==== DATA FOR ANALYSIS ====

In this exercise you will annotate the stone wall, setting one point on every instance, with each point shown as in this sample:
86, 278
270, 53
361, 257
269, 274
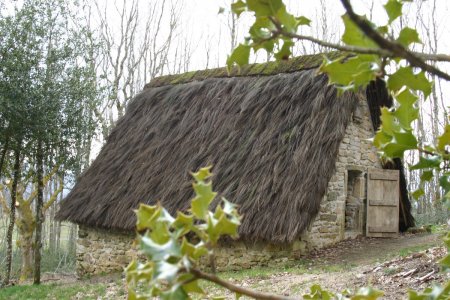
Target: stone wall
101, 251
357, 155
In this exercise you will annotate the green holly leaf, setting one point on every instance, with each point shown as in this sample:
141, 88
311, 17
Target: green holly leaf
158, 252
426, 176
445, 262
183, 223
444, 139
393, 9
444, 183
353, 72
388, 122
427, 162
175, 293
285, 52
239, 56
265, 8
165, 271
288, 21
406, 115
193, 251
303, 21
238, 7
354, 36
261, 29
406, 138
404, 77
408, 36
228, 207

====

### WHAT NEEDS TO BE DONE
List every line from the entries above in which "point" appears.

### ANSWER FOR THIS EXERCISE
In this exercise you will annotate the stone wall, setting one point on every instance, with each point shown as in this sample:
In this exercise you will annotate the green holly leaf, setting one point on every instance, with each point shown as in this sample:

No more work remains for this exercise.